§ Supplied text:
BEGIN

Light-emitting diodes are commonly found in TV screens, computer monitors and light bulbs. While the two-lead semiconductor light sources are known to be small, scientists have recently built the thinnest possible LEDS that may be stronger and more energy-efficient than their thicker counterparts.
“We are able to make the thinnest possible LEDs, only three atoms thick yet mechanically strong. Such thin and foldable LEDs are critical for future portable and integrated electronic devices,” Xiaodong Xu, a University of Washington assistant professor in materials science and engineering and in physics and co-author of the paper, said in a statement.
University of Washington scientists built the super-thin LEDS using tungsten diselenide – a member of a group of two-dimensional materials that are known to be the thinnest semiconductors in existence.

END

§ Data for analysis:
BEGIN

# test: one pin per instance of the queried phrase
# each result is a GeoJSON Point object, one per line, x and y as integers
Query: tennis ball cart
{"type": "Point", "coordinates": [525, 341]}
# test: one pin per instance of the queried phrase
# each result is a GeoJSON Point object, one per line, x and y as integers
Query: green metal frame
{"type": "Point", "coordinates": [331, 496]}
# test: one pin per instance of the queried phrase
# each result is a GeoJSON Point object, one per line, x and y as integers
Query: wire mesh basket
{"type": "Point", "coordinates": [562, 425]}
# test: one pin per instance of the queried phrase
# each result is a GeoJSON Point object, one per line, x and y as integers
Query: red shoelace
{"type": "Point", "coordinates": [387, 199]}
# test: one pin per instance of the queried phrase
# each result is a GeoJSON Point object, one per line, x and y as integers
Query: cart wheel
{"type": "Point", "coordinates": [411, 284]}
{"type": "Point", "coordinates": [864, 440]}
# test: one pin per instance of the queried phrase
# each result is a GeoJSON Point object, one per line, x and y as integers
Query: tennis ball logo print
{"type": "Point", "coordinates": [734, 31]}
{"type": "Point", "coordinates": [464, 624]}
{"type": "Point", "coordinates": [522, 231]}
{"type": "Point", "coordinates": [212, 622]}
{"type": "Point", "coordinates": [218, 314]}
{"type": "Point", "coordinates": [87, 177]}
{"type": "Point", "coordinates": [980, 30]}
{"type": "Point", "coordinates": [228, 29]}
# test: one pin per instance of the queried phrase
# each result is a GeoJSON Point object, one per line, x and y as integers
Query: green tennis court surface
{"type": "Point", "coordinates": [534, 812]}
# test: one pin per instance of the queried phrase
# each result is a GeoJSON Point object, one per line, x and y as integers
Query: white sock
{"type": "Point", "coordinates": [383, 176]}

END
BEGIN

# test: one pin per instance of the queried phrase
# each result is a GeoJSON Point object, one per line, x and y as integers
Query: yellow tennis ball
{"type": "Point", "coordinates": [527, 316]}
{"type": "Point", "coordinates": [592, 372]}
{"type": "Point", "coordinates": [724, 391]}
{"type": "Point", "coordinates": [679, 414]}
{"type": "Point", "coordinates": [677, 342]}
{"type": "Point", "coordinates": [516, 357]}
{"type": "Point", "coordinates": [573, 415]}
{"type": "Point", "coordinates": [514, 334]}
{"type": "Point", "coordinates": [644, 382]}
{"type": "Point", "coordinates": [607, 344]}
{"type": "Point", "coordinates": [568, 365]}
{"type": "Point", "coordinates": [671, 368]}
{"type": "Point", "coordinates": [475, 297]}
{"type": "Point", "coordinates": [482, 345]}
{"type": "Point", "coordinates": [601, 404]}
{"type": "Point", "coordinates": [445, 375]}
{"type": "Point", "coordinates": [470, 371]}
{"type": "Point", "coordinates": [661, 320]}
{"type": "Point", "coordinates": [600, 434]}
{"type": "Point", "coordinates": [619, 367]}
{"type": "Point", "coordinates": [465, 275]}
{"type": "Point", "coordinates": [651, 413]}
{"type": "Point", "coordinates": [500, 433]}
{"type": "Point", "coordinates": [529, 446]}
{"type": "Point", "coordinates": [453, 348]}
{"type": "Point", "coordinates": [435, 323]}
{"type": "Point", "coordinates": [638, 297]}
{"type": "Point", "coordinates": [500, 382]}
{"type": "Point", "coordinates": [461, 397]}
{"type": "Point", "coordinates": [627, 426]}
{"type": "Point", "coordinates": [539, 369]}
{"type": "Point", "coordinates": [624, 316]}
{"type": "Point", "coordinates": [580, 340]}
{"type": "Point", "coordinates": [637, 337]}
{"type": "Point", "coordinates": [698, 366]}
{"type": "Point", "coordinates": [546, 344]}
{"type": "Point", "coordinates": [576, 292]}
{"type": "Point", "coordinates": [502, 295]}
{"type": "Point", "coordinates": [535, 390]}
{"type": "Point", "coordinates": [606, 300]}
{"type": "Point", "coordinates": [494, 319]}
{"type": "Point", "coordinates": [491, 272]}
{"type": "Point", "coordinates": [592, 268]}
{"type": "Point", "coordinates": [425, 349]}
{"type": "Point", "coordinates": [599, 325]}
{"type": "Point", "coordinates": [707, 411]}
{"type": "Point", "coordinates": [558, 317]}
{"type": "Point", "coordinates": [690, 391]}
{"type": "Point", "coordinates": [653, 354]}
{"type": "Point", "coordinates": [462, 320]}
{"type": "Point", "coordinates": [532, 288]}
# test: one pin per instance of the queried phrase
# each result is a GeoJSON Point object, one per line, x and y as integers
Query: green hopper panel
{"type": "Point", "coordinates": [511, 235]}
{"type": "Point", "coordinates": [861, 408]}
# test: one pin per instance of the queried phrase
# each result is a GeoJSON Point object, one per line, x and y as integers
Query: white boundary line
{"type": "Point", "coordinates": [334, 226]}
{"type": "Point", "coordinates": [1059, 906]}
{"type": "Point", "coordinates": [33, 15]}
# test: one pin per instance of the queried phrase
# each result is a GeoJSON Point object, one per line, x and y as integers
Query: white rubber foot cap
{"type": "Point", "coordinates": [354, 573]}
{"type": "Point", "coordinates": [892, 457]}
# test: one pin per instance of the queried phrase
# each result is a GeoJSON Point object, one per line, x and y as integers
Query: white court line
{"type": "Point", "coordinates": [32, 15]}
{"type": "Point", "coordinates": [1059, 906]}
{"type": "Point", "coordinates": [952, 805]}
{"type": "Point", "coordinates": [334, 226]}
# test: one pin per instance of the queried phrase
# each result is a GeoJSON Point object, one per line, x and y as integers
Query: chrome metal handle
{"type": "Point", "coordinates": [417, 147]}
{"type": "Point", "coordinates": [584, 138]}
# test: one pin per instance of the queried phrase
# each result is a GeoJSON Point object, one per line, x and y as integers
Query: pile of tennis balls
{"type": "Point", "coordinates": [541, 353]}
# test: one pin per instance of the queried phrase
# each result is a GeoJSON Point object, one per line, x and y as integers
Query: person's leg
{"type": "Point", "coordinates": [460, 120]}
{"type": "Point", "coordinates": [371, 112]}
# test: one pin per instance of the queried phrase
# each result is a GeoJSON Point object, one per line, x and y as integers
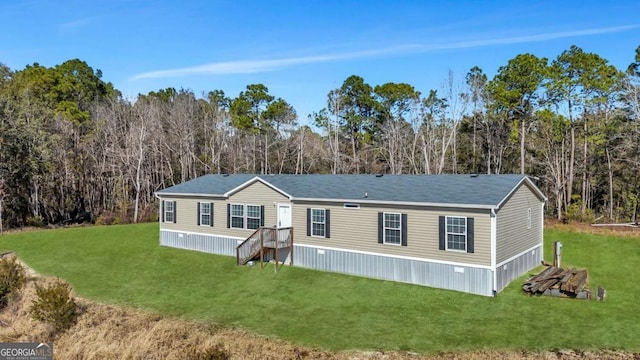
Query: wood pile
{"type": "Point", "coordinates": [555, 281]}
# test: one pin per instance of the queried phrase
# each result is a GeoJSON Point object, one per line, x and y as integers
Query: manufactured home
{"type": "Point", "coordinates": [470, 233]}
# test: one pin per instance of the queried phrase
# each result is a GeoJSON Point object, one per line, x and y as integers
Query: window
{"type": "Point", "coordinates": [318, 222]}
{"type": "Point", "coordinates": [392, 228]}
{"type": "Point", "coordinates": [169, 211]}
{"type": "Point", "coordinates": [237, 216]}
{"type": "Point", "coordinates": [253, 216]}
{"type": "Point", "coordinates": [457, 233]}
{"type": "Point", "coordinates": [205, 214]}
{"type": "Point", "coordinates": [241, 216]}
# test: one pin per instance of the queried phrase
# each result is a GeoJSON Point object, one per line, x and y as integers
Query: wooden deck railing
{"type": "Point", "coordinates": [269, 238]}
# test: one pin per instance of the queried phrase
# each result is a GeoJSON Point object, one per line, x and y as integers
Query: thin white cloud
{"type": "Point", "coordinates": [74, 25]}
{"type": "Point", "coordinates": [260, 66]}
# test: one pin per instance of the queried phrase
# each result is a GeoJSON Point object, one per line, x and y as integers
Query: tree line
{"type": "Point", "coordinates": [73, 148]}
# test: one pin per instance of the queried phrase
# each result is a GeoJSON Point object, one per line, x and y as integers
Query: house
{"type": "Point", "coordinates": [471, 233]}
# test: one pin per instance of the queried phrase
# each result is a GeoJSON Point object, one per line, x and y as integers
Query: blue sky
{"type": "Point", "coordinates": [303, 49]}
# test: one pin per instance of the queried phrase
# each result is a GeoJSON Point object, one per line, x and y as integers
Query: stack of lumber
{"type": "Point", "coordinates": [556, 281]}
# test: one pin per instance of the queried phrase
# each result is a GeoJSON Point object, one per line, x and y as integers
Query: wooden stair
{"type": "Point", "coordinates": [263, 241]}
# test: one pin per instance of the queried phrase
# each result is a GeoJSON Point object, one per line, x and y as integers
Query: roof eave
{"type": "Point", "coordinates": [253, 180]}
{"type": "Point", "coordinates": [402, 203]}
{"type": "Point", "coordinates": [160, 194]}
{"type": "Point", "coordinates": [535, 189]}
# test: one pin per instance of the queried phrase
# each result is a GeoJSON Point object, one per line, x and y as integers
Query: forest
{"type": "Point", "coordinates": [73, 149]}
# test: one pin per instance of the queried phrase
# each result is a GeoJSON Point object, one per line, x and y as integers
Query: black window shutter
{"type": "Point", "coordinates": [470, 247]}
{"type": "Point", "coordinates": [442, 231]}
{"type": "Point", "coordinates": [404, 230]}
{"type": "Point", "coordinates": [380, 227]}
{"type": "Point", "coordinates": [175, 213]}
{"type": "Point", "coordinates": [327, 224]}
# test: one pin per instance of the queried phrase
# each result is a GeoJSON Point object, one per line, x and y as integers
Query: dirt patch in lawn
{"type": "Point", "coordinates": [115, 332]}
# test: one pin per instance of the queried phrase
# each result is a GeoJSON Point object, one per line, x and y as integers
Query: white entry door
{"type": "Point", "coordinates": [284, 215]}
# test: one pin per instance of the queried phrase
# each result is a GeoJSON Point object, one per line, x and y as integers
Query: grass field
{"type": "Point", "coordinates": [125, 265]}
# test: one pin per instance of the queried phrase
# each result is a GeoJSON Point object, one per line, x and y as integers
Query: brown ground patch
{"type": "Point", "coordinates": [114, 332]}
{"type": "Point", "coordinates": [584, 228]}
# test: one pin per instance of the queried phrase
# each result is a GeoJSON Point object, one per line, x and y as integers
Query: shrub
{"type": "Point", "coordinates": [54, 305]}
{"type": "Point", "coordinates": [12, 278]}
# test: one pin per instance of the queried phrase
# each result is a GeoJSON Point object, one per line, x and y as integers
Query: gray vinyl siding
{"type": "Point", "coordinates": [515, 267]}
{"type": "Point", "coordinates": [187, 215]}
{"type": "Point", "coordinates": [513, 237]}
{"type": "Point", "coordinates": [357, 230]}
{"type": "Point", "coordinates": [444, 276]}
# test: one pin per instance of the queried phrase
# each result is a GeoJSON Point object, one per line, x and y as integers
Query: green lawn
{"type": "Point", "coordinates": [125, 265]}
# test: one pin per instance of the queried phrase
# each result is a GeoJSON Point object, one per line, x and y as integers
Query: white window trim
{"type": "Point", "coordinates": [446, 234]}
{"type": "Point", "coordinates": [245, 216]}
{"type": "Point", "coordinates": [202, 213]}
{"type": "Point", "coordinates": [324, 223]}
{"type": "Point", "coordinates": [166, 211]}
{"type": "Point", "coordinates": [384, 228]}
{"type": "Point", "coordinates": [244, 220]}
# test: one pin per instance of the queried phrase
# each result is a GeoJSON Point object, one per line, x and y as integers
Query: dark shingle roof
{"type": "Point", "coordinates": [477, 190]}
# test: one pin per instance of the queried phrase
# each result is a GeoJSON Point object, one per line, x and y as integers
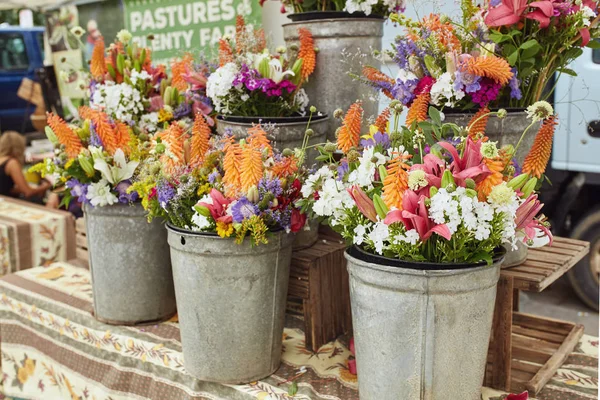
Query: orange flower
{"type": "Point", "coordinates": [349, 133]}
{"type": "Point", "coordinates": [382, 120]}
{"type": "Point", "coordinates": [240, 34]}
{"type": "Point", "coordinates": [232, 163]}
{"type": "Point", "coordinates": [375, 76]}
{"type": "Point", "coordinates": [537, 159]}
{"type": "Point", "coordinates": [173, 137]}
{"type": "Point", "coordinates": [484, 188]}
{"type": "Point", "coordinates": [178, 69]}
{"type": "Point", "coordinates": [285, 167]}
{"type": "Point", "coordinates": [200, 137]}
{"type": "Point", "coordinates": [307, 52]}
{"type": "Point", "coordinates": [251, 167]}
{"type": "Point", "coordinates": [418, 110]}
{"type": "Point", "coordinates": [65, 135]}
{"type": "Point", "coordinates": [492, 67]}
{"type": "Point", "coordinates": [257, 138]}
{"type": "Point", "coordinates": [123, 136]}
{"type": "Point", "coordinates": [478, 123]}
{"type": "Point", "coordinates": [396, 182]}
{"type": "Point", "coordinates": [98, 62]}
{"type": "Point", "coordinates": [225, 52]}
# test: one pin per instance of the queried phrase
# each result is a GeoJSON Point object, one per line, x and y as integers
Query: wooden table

END

§ Prompt 1: In the passage about ultra-thin LEDs, what material did the University of Washington scientists use to build the LEDs?
§ Prompt 2: Please repeat the passage about ultra-thin LEDs from "University of Washington scientists" up to and including "semiconductors in existence.".
Draw only on the passage about ultra-thin LEDs, not on the records.

§ Exercise output 1: Tungsten diselenide.

§ Exercise output 2:
University of Washington scientists built the super-thin LEDS using tungsten diselenide – a member of a group of two-dimensional materials that are known to be the thinnest semiconductors in existence.